Start Entries

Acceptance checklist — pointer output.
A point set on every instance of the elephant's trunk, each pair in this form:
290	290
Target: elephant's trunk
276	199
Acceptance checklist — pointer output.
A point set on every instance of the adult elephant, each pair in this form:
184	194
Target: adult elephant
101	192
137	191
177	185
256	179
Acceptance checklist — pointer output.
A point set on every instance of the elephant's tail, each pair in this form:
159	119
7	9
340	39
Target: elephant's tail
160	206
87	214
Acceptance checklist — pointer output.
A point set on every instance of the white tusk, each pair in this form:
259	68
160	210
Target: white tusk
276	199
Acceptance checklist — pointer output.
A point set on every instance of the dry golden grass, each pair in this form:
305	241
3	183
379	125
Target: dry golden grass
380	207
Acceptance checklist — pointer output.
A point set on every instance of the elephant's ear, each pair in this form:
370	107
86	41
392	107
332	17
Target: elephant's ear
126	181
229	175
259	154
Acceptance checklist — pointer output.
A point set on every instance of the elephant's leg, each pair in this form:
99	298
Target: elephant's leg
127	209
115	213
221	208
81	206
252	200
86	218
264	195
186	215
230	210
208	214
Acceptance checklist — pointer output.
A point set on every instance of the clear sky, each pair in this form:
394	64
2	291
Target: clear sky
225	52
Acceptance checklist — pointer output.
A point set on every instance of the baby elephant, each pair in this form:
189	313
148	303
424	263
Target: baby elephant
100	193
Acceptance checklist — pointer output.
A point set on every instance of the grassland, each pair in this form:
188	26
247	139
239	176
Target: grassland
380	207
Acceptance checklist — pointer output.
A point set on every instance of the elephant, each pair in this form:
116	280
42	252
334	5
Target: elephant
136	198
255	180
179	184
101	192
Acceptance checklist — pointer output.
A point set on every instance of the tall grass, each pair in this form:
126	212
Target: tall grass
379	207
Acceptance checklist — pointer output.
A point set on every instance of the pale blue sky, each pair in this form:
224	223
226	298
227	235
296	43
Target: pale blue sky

End Entries

Given task:
Work out how many lines in the data above contain the word "white", and reply with the number alone.

Answer for the task:
2